- **Data under study**
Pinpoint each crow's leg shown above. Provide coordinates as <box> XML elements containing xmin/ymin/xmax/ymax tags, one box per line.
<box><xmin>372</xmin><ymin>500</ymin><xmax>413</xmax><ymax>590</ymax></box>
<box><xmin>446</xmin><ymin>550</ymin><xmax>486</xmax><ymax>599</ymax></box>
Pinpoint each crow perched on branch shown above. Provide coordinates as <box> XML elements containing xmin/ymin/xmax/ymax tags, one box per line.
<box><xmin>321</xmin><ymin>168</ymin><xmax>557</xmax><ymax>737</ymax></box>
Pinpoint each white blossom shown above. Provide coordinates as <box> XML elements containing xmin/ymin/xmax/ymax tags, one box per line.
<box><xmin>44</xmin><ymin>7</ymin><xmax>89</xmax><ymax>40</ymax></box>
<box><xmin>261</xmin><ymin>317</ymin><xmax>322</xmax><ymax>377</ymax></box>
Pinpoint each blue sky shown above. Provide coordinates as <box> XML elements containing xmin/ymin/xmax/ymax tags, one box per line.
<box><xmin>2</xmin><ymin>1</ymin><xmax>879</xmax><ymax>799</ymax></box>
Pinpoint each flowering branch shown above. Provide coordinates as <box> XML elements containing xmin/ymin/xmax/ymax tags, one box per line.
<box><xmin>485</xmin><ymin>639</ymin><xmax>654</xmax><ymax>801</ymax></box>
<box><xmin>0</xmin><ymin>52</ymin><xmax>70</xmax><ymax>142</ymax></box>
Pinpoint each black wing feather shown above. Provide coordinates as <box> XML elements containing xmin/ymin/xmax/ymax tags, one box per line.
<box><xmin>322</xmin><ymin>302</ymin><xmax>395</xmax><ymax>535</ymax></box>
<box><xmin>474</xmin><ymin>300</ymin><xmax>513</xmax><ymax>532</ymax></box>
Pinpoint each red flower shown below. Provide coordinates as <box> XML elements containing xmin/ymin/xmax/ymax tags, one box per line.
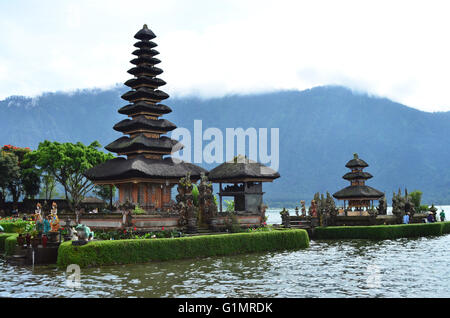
<box><xmin>162</xmin><ymin>226</ymin><xmax>165</xmax><ymax>231</ymax></box>
<box><xmin>133</xmin><ymin>227</ymin><xmax>137</xmax><ymax>231</ymax></box>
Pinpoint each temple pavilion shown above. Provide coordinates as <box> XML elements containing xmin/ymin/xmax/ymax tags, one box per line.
<box><xmin>333</xmin><ymin>153</ymin><xmax>383</xmax><ymax>211</ymax></box>
<box><xmin>84</xmin><ymin>25</ymin><xmax>207</xmax><ymax>211</ymax></box>
<box><xmin>208</xmin><ymin>155</ymin><xmax>280</xmax><ymax>213</ymax></box>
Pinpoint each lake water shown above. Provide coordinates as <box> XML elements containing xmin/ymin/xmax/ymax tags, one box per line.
<box><xmin>0</xmin><ymin>206</ymin><xmax>449</xmax><ymax>298</ymax></box>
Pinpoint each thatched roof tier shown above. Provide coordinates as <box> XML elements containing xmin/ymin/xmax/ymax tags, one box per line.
<box><xmin>333</xmin><ymin>185</ymin><xmax>384</xmax><ymax>200</ymax></box>
<box><xmin>113</xmin><ymin>116</ymin><xmax>177</xmax><ymax>133</ymax></box>
<box><xmin>134</xmin><ymin>40</ymin><xmax>157</xmax><ymax>49</ymax></box>
<box><xmin>118</xmin><ymin>102</ymin><xmax>172</xmax><ymax>116</ymax></box>
<box><xmin>132</xmin><ymin>48</ymin><xmax>159</xmax><ymax>57</ymax></box>
<box><xmin>86</xmin><ymin>24</ymin><xmax>206</xmax><ymax>187</ymax></box>
<box><xmin>84</xmin><ymin>156</ymin><xmax>208</xmax><ymax>183</ymax></box>
<box><xmin>134</xmin><ymin>25</ymin><xmax>156</xmax><ymax>40</ymax></box>
<box><xmin>342</xmin><ymin>171</ymin><xmax>373</xmax><ymax>180</ymax></box>
<box><xmin>128</xmin><ymin>65</ymin><xmax>163</xmax><ymax>77</ymax></box>
<box><xmin>345</xmin><ymin>154</ymin><xmax>369</xmax><ymax>168</ymax></box>
<box><xmin>208</xmin><ymin>155</ymin><xmax>280</xmax><ymax>182</ymax></box>
<box><xmin>125</xmin><ymin>77</ymin><xmax>166</xmax><ymax>89</ymax></box>
<box><xmin>81</xmin><ymin>196</ymin><xmax>105</xmax><ymax>204</ymax></box>
<box><xmin>130</xmin><ymin>56</ymin><xmax>161</xmax><ymax>66</ymax></box>
<box><xmin>121</xmin><ymin>88</ymin><xmax>169</xmax><ymax>102</ymax></box>
<box><xmin>105</xmin><ymin>135</ymin><xmax>183</xmax><ymax>155</ymax></box>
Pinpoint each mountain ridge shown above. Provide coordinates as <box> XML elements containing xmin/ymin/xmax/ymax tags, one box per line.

- **How to complete this task**
Pictures in the records above are left out; print everything else exactly as written.

- **Answer for the task**
Pinpoint each crow's leg shown above. Provide coordinates as <box> XML elements containing xmin/ymin/xmax/ymax tags, one box per line.
<box><xmin>372</xmin><ymin>500</ymin><xmax>413</xmax><ymax>590</ymax></box>
<box><xmin>446</xmin><ymin>550</ymin><xmax>486</xmax><ymax>599</ymax></box>
Pinpoint each crow perched on branch shown above. Provide coordinates as <box> XML elements containing xmin/ymin/xmax/ymax tags, one box per line.
<box><xmin>321</xmin><ymin>168</ymin><xmax>557</xmax><ymax>737</ymax></box>
Pinpoint each white blossom shown above. Provide coordinates as <box> XML elements containing xmin/ymin/xmax/ymax tags, one box per line.
<box><xmin>44</xmin><ymin>7</ymin><xmax>89</xmax><ymax>40</ymax></box>
<box><xmin>261</xmin><ymin>317</ymin><xmax>322</xmax><ymax>377</ymax></box>
Pinpoint each blue sky shown above. Provide coordinates as <box> XML elements containing xmin/ymin/xmax/ymax tags, one box per line.
<box><xmin>2</xmin><ymin>1</ymin><xmax>879</xmax><ymax>799</ymax></box>
Pinpoint each flowering branch shown above. Provide coordinates as <box> XML elements containing xmin/ymin/xmax/ymax tags, one box per line.
<box><xmin>485</xmin><ymin>639</ymin><xmax>654</xmax><ymax>801</ymax></box>
<box><xmin>0</xmin><ymin>52</ymin><xmax>70</xmax><ymax>142</ymax></box>
Pinpoint each black wing feather shown above. Provide coordinates as <box> XML elements containing xmin/ymin/xmax/ymax tags, one box per line.
<box><xmin>322</xmin><ymin>302</ymin><xmax>395</xmax><ymax>535</ymax></box>
<box><xmin>474</xmin><ymin>300</ymin><xmax>513</xmax><ymax>532</ymax></box>
Pinpoint each red flower shown below. Provide coordinates as <box> XML elements containing xmin/ymin/xmax/ymax tags, one box per line.
<box><xmin>162</xmin><ymin>226</ymin><xmax>165</xmax><ymax>231</ymax></box>
<box><xmin>133</xmin><ymin>227</ymin><xmax>137</xmax><ymax>231</ymax></box>
Pinpoint each temple pavilion shown above. Provide coordinates as <box> XML elements containing xmin/ymin/xmax/ymax tags, one box per line.
<box><xmin>333</xmin><ymin>153</ymin><xmax>383</xmax><ymax>211</ymax></box>
<box><xmin>84</xmin><ymin>25</ymin><xmax>207</xmax><ymax>211</ymax></box>
<box><xmin>208</xmin><ymin>155</ymin><xmax>280</xmax><ymax>213</ymax></box>
Pinpoint each lake water shown above. Provide coordinates as <box> XML elements containing xmin/ymin/xmax/ymax tags, one box per line.
<box><xmin>0</xmin><ymin>206</ymin><xmax>449</xmax><ymax>298</ymax></box>
Pinpoint each thatched roof tier shown above. Provide coordinates as <box> XML elements containing xmin/ymin/xmax/ymax tags, one box per line.
<box><xmin>333</xmin><ymin>185</ymin><xmax>384</xmax><ymax>200</ymax></box>
<box><xmin>113</xmin><ymin>116</ymin><xmax>177</xmax><ymax>133</ymax></box>
<box><xmin>134</xmin><ymin>40</ymin><xmax>157</xmax><ymax>49</ymax></box>
<box><xmin>118</xmin><ymin>102</ymin><xmax>172</xmax><ymax>116</ymax></box>
<box><xmin>132</xmin><ymin>48</ymin><xmax>159</xmax><ymax>57</ymax></box>
<box><xmin>86</xmin><ymin>24</ymin><xmax>206</xmax><ymax>187</ymax></box>
<box><xmin>84</xmin><ymin>156</ymin><xmax>208</xmax><ymax>183</ymax></box>
<box><xmin>134</xmin><ymin>25</ymin><xmax>156</xmax><ymax>40</ymax></box>
<box><xmin>342</xmin><ymin>171</ymin><xmax>373</xmax><ymax>180</ymax></box>
<box><xmin>128</xmin><ymin>65</ymin><xmax>163</xmax><ymax>77</ymax></box>
<box><xmin>345</xmin><ymin>154</ymin><xmax>369</xmax><ymax>168</ymax></box>
<box><xmin>208</xmin><ymin>155</ymin><xmax>280</xmax><ymax>182</ymax></box>
<box><xmin>125</xmin><ymin>77</ymin><xmax>166</xmax><ymax>89</ymax></box>
<box><xmin>81</xmin><ymin>196</ymin><xmax>105</xmax><ymax>204</ymax></box>
<box><xmin>130</xmin><ymin>56</ymin><xmax>161</xmax><ymax>66</ymax></box>
<box><xmin>121</xmin><ymin>88</ymin><xmax>169</xmax><ymax>102</ymax></box>
<box><xmin>105</xmin><ymin>135</ymin><xmax>183</xmax><ymax>155</ymax></box>
Pinpoint each mountain ridge shown above. Provide coordinates as <box> XML elements containing xmin/ymin/xmax/ymax tags, one box per line.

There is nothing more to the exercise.